_Reading passage_.
>> start

The Makefile provides several targets for building and running specific benchmarks:

make run-tc_cpu: Compiles and runs the tc_cpu benchmark (CPU-based)
make run-tc_upmem: Compiles and runs the tc_upmem benchmark (DPU-based)
make run-%: Runs a specified GAP benchmark (replace % with tc_cpu or tc_upmem)

Each benchmark offers various flags for customization. Refer to the specific benchmark's help message for details:

Graph Loading

All of the binaries use the same command-line options for loading graphs:

-g 20 generates a Kronecker graph with 2^20 vertices (Graph500 specifications)
-u 20 generates a uniform random graph with 2^20 vertices (degree 16)
-f graph.el loads graph from file graph.el
-sf graph.el symmetrizes graph loaded from file graph.el

The graph loading infrastructure understands the following formats:

.el plain-text edge-list with an edge per line as node1 node2
.wel plain-text weighted edge-list with an edge per line as node1 node2 weight
.gr 9th DIMACS Implementation Challenge format
.graph Metis format (used in 10th DIMACS Implementation Challenge)
.mtx Matrix Market format
.sg serialized pre-built graph (use converter to make)
.wsg weighted serialized pre-built graph (use converter to make)

Makefile Targets

The Makefile defines various targets for managing the build process, cleaning, and running benchmarks. Here's a summary of some key targets:

all: Builds all targets (including GAP benchmarks)
clean: Removes all build artifacts
clean-all: Removes build artifacts and results directories
scrub-all: Performs a more extensive cleanup (including backups)
run-%: Runs a specified GAP benchmark
help: Displays a list of available make commands and their descriptions
help-%: Provides help for a specific benchmark

Configuration

Several environment variables and Makefile settings control the build process:

CXX: C++ compiler (default: g++)
UPMEM_NR_TASKLETS: Number of Upmem tasklets (default: 16)
UPMEM_NR_DPUS: Number of DPUs (default: 1)
UPMEM_PROBLEM_SIZE: Problem size (default: 2)
CXXFLAGS_GAP: Compiler flags for GAP benchmarks
UPMEM_HOST_FLAGS: Compiler flags for Upmem host code
UPMEM_DPU_FLAGS: Compiler flags for Upmem DPU code

Additional Information

For more detailed information about each command and how to use the benchmarks, refer to the help command (make help) or the individual benchmark documentation provided within the project.

Directory Structure

bin/: Contains compiled executables for the GAP benchmark suite and the TriPIM CPU benchmark.
lib/: Contains the shared library for the TriPIM GPU benchmark.
src/: Contains source code for the project, including the GAP benchmark suite and the TriPIM benchmark.

GAP Benchmark Suite (CPU)

GAP Benchmark Suite is designed to be a portable high-performance baseline that only requires a compiler with support for C++11. It uses OpenMP for parallelism, but it can be compiled without OpenMP to run serially. The details of the benchmark can be found in the specification.

>> end

_Written instruction 1_. List every file extension that the benchmark documentation names as a graph format the loading infrastructure understands.

_Exercise materials_.
>> start

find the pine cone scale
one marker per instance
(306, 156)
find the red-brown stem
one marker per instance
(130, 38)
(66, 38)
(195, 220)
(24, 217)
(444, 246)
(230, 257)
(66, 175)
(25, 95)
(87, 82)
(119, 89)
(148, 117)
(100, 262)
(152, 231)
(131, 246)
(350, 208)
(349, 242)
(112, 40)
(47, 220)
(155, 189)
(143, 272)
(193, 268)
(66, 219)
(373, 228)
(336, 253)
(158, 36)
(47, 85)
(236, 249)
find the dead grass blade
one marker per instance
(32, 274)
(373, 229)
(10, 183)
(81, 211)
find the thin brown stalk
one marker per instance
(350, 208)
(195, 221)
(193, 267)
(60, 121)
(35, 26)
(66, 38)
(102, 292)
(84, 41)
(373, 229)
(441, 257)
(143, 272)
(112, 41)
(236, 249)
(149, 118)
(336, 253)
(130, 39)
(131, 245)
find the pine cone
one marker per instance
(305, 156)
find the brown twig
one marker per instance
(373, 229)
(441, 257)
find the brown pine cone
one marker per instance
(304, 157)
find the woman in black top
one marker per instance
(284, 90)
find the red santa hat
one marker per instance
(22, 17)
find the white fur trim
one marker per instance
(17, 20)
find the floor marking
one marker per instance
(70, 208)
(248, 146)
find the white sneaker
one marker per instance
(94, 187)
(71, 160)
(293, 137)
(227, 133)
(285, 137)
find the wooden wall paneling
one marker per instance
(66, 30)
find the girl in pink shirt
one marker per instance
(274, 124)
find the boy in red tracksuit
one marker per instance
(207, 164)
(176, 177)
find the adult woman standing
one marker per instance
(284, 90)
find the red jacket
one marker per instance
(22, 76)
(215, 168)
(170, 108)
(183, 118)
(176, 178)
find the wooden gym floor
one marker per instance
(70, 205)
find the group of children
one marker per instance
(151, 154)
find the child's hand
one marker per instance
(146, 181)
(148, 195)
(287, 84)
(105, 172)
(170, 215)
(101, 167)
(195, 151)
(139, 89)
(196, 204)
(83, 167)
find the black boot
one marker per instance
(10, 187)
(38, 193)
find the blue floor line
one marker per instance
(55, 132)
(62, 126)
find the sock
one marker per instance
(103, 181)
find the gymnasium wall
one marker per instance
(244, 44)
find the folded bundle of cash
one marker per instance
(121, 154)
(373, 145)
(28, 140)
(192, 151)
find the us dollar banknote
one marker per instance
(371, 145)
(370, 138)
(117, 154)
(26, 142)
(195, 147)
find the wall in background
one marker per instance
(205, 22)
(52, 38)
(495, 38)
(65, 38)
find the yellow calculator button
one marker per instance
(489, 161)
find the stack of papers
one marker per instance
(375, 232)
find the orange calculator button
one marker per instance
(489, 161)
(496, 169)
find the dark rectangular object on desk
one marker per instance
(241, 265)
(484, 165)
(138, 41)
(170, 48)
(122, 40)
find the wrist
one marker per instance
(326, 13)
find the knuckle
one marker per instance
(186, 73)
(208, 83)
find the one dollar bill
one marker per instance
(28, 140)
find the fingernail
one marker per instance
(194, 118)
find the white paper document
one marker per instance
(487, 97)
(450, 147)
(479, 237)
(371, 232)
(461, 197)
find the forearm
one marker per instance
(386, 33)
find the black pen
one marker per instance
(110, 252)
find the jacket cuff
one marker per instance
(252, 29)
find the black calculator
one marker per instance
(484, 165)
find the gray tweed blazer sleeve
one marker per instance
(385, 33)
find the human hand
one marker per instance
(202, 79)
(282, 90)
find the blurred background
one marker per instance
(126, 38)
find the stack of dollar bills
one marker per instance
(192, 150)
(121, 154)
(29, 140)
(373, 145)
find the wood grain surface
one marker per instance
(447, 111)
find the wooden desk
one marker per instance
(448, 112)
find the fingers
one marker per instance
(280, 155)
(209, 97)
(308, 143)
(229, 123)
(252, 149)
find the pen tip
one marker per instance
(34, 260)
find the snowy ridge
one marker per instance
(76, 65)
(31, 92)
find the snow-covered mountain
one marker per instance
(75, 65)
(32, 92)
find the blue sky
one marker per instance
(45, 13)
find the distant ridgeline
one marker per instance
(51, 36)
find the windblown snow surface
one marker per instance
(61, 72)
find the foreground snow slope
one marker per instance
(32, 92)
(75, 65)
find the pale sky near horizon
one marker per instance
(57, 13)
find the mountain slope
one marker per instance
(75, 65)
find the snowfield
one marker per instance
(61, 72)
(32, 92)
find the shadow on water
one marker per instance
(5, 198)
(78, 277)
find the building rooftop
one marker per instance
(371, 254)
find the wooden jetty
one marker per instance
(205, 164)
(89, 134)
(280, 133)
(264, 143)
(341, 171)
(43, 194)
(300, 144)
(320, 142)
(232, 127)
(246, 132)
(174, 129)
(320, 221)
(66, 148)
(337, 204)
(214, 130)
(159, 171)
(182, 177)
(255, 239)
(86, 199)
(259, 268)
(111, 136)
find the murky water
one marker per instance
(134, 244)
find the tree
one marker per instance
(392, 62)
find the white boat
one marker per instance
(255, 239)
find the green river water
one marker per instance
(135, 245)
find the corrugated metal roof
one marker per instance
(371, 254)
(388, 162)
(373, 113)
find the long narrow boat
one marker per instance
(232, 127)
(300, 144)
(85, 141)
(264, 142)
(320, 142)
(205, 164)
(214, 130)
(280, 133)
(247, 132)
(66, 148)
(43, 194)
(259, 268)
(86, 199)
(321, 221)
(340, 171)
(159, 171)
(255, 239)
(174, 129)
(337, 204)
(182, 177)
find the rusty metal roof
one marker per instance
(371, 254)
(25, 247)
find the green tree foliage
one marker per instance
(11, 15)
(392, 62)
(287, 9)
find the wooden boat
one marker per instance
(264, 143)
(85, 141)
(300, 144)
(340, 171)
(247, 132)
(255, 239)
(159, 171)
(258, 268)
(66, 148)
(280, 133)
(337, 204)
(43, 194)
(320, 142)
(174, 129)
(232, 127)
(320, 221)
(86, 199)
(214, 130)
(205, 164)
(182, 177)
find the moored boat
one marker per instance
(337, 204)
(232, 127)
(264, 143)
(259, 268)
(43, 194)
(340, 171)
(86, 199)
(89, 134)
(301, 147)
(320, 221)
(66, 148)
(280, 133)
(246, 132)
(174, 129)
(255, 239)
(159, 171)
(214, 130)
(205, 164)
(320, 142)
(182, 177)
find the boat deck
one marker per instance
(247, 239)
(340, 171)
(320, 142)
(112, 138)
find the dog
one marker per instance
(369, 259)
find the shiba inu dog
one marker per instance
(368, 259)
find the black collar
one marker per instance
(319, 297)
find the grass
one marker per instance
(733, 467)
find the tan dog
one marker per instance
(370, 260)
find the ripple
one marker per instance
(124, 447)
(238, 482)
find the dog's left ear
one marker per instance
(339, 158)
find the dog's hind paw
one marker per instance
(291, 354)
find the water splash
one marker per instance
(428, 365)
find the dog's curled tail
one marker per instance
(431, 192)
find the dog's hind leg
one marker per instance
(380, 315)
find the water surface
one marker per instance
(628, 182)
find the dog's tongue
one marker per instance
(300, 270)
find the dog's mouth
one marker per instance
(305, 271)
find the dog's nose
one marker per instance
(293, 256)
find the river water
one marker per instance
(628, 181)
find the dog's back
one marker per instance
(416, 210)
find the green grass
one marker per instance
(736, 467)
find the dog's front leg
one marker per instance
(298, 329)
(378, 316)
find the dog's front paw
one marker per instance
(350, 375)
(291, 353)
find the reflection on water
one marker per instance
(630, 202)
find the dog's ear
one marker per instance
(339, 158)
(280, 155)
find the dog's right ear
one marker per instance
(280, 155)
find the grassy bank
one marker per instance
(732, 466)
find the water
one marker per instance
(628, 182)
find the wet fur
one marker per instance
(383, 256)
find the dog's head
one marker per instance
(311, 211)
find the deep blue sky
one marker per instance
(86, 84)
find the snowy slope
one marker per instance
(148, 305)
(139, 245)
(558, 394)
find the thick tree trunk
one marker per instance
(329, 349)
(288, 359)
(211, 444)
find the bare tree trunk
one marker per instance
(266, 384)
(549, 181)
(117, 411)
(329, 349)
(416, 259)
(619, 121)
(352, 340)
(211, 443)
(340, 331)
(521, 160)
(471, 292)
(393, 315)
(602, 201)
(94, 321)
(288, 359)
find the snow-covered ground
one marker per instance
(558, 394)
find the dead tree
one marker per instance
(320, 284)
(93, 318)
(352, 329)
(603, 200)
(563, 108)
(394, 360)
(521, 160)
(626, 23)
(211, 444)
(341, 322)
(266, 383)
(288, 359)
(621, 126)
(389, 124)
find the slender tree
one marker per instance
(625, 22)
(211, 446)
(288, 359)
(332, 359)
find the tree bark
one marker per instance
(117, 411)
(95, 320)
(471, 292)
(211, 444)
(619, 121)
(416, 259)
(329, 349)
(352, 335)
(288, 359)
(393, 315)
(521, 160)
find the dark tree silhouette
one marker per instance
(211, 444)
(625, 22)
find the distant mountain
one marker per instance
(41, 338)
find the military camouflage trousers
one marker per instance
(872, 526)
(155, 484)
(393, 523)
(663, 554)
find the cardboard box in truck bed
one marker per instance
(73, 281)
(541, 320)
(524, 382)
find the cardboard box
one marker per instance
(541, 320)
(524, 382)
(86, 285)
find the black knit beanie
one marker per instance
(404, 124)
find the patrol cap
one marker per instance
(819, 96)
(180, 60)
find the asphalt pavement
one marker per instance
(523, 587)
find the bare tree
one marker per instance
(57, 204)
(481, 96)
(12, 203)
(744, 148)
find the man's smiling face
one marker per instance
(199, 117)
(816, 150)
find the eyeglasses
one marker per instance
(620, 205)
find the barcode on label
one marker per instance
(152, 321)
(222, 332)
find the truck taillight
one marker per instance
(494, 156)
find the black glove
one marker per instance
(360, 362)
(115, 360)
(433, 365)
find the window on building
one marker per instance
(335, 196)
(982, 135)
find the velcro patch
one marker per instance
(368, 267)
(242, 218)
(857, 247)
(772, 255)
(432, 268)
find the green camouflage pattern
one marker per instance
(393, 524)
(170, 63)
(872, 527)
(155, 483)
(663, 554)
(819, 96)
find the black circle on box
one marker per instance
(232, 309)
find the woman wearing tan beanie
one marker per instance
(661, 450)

>> end

_Written instruction 2_. Report each line of the entries above that contains the string "front", treating uppercase and lowercase letters as different.

_Task output 1_.
.el
.wel
.gr
.graph
.mtx
.sg
.wsg

_Task output 2_.
find the dog's front leg
find the dog's front paw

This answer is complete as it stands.